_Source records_

━━━━

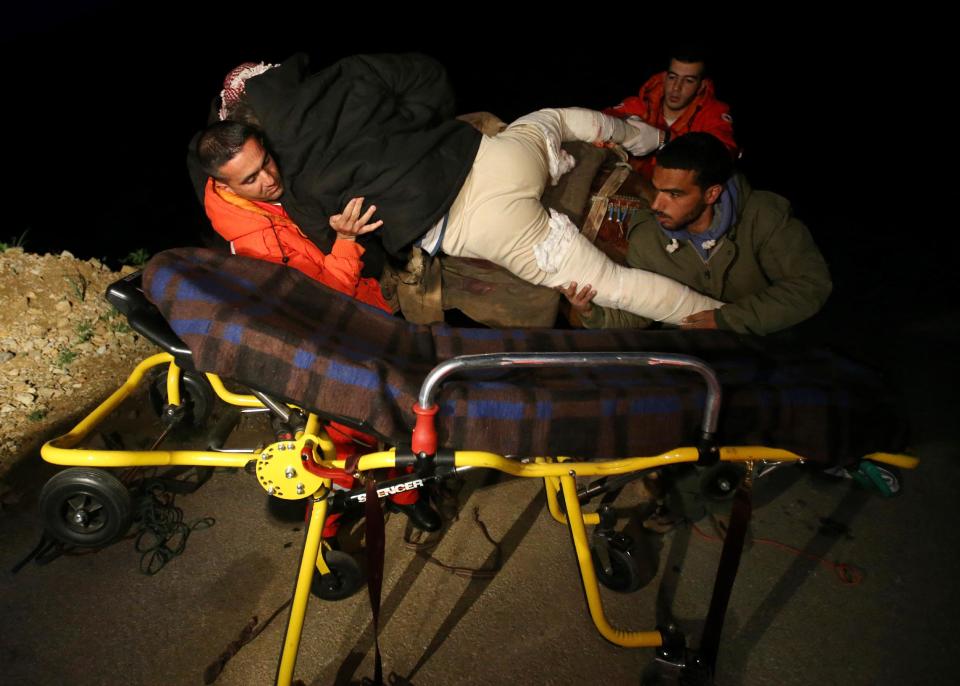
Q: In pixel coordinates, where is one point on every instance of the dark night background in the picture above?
(101, 100)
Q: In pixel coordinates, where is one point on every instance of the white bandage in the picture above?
(640, 138)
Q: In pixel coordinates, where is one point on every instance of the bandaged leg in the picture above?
(498, 217)
(572, 124)
(565, 256)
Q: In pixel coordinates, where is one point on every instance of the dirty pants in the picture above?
(497, 216)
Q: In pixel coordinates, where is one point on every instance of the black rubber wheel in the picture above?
(85, 507)
(625, 576)
(196, 397)
(345, 577)
(721, 481)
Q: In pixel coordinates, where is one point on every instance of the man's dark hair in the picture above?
(221, 142)
(688, 54)
(701, 153)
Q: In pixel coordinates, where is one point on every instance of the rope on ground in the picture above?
(249, 632)
(848, 574)
(421, 547)
(162, 534)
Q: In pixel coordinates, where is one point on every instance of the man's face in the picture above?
(679, 203)
(682, 84)
(252, 173)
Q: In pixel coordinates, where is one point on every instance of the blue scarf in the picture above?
(724, 213)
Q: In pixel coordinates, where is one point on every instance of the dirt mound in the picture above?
(63, 348)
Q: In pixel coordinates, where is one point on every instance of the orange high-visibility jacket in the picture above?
(705, 113)
(265, 231)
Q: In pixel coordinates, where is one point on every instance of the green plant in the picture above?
(66, 357)
(85, 331)
(137, 258)
(15, 241)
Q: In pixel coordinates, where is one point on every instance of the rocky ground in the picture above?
(63, 348)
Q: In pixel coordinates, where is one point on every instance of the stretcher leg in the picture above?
(301, 594)
(628, 639)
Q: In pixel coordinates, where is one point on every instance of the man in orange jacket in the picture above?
(242, 201)
(677, 101)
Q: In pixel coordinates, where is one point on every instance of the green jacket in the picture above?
(766, 267)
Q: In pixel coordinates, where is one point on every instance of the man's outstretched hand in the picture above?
(350, 224)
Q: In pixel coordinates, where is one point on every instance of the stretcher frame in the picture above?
(308, 465)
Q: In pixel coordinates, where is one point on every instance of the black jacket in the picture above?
(377, 126)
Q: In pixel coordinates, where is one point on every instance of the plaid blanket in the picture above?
(276, 330)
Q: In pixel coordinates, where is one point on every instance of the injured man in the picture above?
(381, 127)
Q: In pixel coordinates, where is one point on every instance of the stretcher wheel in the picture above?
(720, 481)
(85, 507)
(196, 398)
(625, 574)
(345, 577)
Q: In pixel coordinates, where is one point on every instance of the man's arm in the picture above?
(800, 282)
(596, 317)
(340, 268)
(718, 122)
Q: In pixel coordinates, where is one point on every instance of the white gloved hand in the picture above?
(639, 137)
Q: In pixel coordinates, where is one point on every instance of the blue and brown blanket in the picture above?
(272, 328)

━━━━

_ACTIVITY_
Do not include images; quote all of the entries above exactly.

_EXERCISE SOLUTION_
Q: In pixel coordinates, where is one point on every instance of the dark night background in the picture above?
(101, 100)
Q: In pixel coordinates, where is one point on every instance of the white bandage in the picture above?
(640, 138)
Q: In pixel coordinates, where is one point on every instance of the bandaged leg in the picture above?
(498, 217)
(572, 124)
(565, 256)
Q: In pixel coordinates, where is one point on every instance of the dirty pants in the picture above?
(497, 216)
Q: In pixel coordinates, where is one point on every instance of the black rubber wheel in the picture above?
(85, 507)
(625, 576)
(196, 397)
(345, 577)
(721, 481)
Q: In pixel coordinates, where is one point on every instance of the man's dark hair in the picture above?
(221, 142)
(688, 54)
(701, 153)
Q: In pixel coordinates, where is one point on every instance of the rope on ground in the picture above?
(249, 632)
(848, 574)
(421, 547)
(162, 534)
Q: In pixel coordinates, where is one point on every instance of the man's face in the picture above?
(679, 203)
(682, 84)
(252, 173)
Q: In pixel coordinates, where is one point on every instance of the blue scarf in the picture above?
(724, 213)
Q: In pixel coordinates, where is one point on every instance of the dirt mound in the picture above?
(63, 348)
Q: In pixel coordinates, where is one point on every instance of the orange high-visibility jacket in the picture above?
(705, 113)
(265, 231)
Q: In pixel coordinates, where is one point on every instance of the green plant in the picture above?
(66, 357)
(85, 331)
(137, 258)
(15, 241)
Q: In pixel coordinates, where is one point on every instance of the rocky ground in the picture above?
(63, 348)
Q: In pixel coordinates, where is one point on every instance of the stretcher leg in the picture above?
(301, 594)
(628, 639)
Q: In pixel coordinates, where is one point on every instance of the man in orange jacket in the picture above?
(242, 201)
(677, 101)
Q: In pixel coordinates, where is one point on every instance of the green jacket in the picture above?
(766, 267)
Q: In pixel coordinates, where is one point on every instance of the man's outstretched hand in the picture above?
(350, 224)
Q: In pixel coordinates, where is one point on every instance of the stretcher frame in the picture above?
(308, 465)
Q: In pixel coordinates, where is one point on every instance of the black jacket in the picture above?
(377, 126)
Q: In pixel coordinates, where is one point on every instance of the plaid blanket in the picture above?
(276, 330)
Q: In pixel coordinates, where is one point on every instance of the injured man in the picture above?
(381, 127)
Q: In pixel coordinates, where is one point on every instance of the stretcher wheel in the picture above?
(720, 481)
(85, 507)
(196, 398)
(625, 574)
(345, 577)
Q: In pixel coordinates, where is one point on every instance of the man's arm in the picture above?
(800, 282)
(596, 317)
(340, 268)
(718, 122)
Q: In pixel coordinates, where is one point on every instance of the white gloved hand in the picture above?
(639, 137)
Q: In pixel coordinates, where is one point on every instance of the blue and brown blanket in the picture above?
(272, 328)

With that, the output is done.